Task directions:
From the line containing "# indicate every instance of the long" to the very last line of the data below, transcribe everything exactly and nothing more.

The input:
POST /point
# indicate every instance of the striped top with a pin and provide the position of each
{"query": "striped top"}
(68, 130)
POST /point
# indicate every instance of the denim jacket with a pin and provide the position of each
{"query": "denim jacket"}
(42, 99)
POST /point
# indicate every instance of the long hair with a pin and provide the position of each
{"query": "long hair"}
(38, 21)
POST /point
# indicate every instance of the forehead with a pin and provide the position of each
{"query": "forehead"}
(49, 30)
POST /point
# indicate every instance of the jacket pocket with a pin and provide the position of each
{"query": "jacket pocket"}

Response box:
# indicate every instance of the long hair with a pin and provide the position of each
{"query": "long hair"}
(38, 21)
POST /point
# indicate every instance of the forehead with a pin and provide the position of each
{"query": "forehead"}
(49, 30)
POST /point
# indicate every instance of the jacket pocket with a pin and provide the position of each
{"query": "jacket pocket"}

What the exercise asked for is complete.